--- Record extracts ---

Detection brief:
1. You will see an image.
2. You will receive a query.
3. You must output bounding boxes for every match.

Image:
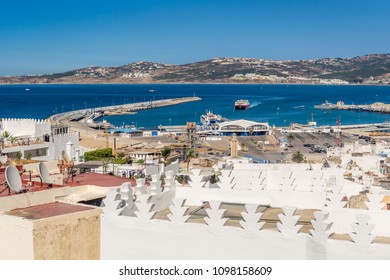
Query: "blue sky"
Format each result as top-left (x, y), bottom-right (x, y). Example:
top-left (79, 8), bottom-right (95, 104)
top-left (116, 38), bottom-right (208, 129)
top-left (0, 0), bottom-right (390, 75)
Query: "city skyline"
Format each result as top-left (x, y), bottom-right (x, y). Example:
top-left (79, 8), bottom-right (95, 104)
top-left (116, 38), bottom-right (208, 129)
top-left (0, 0), bottom-right (390, 76)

---

Exercise details ▸ Copy out every line of the material above word for word, leaving the pictures out.

Answer below ▸
Detection brief:
1. You will see an image.
2. You will receive a query.
3. You must output bounding boxes for every match.

Image:
Query: "blue sky"
Format each result as top-left (x, y), bottom-right (x, y). Example:
top-left (79, 8), bottom-right (95, 104)
top-left (116, 38), bottom-right (208, 129)
top-left (0, 0), bottom-right (390, 75)
Query: "city skyline"
Format each result as top-left (x, y), bottom-right (x, y). Example:
top-left (79, 8), bottom-right (95, 104)
top-left (116, 38), bottom-right (208, 129)
top-left (0, 0), bottom-right (390, 76)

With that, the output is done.